* **Information shown**
━━━━━━━━

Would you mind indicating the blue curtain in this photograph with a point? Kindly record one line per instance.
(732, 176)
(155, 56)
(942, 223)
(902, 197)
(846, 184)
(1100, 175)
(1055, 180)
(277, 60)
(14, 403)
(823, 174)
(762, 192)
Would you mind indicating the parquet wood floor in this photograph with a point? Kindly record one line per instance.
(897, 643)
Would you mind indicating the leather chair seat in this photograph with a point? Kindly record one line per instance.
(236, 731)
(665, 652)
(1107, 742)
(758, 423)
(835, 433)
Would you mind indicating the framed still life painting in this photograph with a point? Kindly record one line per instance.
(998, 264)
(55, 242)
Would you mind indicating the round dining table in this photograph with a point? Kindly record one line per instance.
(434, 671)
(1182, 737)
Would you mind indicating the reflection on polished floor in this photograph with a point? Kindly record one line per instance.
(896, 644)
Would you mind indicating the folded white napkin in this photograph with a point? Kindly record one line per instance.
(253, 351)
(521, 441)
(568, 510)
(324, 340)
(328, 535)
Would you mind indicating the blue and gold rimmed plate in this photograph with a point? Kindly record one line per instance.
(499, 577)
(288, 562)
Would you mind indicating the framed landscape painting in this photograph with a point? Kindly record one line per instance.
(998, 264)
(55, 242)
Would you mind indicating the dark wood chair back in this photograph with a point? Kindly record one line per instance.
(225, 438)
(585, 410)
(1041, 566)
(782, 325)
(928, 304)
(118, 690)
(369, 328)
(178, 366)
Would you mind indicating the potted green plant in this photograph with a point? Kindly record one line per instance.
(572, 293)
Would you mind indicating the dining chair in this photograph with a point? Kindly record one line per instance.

━━━━━━━━

* **Exercise**
For the entries above, transcribe precisely the lines from the one with "Would you mind indicating the round" through the end, including both.

* **Task answer**
Would you mind indicating the round dining table in this photograph with a point? Kindly record one line per instance.
(434, 671)
(1182, 737)
Would you mind indicating the reflection on polished floor in this photograph with a point? Kindly record one line per instance.
(896, 644)
Would you mind indicating the folded white napkin in this photograph with a point? Kindly record one line per instance.
(253, 351)
(521, 441)
(568, 510)
(324, 340)
(328, 535)
Would you mind indicating the blue and gold rimmed plate in this photograph with a point? Kindly record one line per instance.
(499, 577)
(288, 562)
Would you mind indicating the framed landscape painting in this photograph with a point? Kindly record one line per instance.
(998, 264)
(55, 242)
Would you mind indicating the dark wood chair back in this photograph with a point? Kindly record one line per instance.
(225, 438)
(585, 410)
(1041, 566)
(782, 325)
(928, 304)
(118, 690)
(369, 328)
(178, 366)
Would you mind indicating the potted green plant in this photograph with a point? Kindly record one line per instance.
(572, 293)
Would you mind indicating the dining chair in this photograph with a point? Kindly record one line per instance.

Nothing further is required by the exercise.